EXPLORE THE MATERIAL:
• a. In the opinion piece on a "no deal" Brexit, which campaign group does Sue Wilson chair?
• b. Write the next few paragraphs of the opinion piece on a "no deal" Brexit, starting after its final sentence.

TEXT SECTION:
|---|

OPINION: Why I’m not scared of a ‘no deal’ Brexit

Sue Wilson, chair of pro-European campaign group Bremain in Spain, considers the terrifying vision of a post-Brexit future if Theresa May fails to secure a deal and insists it's simply not an option.

OPINION: Why I'm not scared of a 'no deal' Brexit
Sue Wilson speaking at the "Stop Brexit" March in Manchester last year.

There has been much talk recently of the dire potential consequences of a ‘no-deal’ scenario, should the Brexit negotiations fail. With the recent publication of the last of the government’s own technical reports, there have been claims of scaremongering, contradicted by Brextremists saying, no need to worry, it all be fine – eventually.

Whether it’s the potential damage to the economy, job losses, rising prices, flights grounded, security concerns or the need to stockpile food and medicine, it all paints a terrifying vision of a post-Brexit future if May fails to secure a deal.

Citizens’ rights barely even warrant a mention, and even then, we’re much more likely to hear that EU citizens rights would be protected, whatever that might mean in May’s immigrant-unfriendly Britain. Meanwhile Brits in Europe are again inconvenient, ignored, invisible.

Everyday I am confronted by worried Bremain in Spain members who don’t know what to believe, who are concerned about their own and their families’ futures and who just want all this nonsense to stop. Many are so anxious at the prospect of a ‘no deal’ scenario that they are ready to accept any bad deal, rather than the worst case, cliff-edge scenario – anything that gives them a glimmer of hope.

|---|

DATA FOR ANALYSIS:
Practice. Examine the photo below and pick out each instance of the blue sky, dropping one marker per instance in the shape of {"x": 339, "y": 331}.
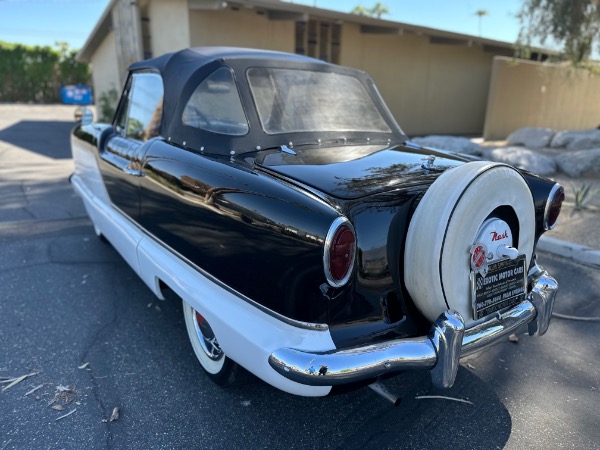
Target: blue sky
{"x": 43, "y": 22}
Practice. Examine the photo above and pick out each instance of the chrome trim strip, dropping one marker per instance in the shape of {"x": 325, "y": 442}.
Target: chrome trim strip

|---|

RESULTS FOR EACH TASK:
• a. Bremain in Spain

• b.
It breaks my heart when I’m unable to ease their pain or reassure them that all will be well. However, I do not share that anxiety over the threat of a ‘no deal’ Brexit. On the contrary, I believe, as does the entire Bremain Council and many of our members, that ‘no deal’ is an impossibility.

It is not a view that is shared by many other groups in the EU. Others are busy drawing up contingency plans, much like the government is doing. Of course, it is wise to be aware of the potential dangers, and I would absolutely recommend that residents ensure they have all their paperwork in order. No harm in preparing for the worst whilst hoping for the best.

READ ALSO: Brexit planning: What you'll need to do if there's no-deal


Photo: Depositphotos

I have believed all along that the ‘no deal’ option being presented by the Prime Minister is a bargaining tool. To Theresa May, pointing out the disaster this is a ‘no deal’ Brexit serves two purposes: to threaten the EU into offering a better deal; to persuade the public and parliament to support whatever bad deal May manages to negotiate, as the alternative is so unthinkable.

The EU do not seriously believe that even the British government are crazy enough to choose a ‘no deal’ option, and cannot change their negotiating position, even if they wanted to. The ‘four pillars’ that safeguard the single market will be protected at all costs, as they should be.

As regards to persuading the UK parliament to support May’s deal, it is already clear that the Chequers plan is dead in the water, in Westminster and in Brussels. It is also a nonsense to suggest that should there be no deal, we would fall into a ‘no deal’ scenario by accident or default – parliament will never allow that to happen. Around 80% of MPs oppose ‘no deal’ and would never vote for it in a month of Sundays.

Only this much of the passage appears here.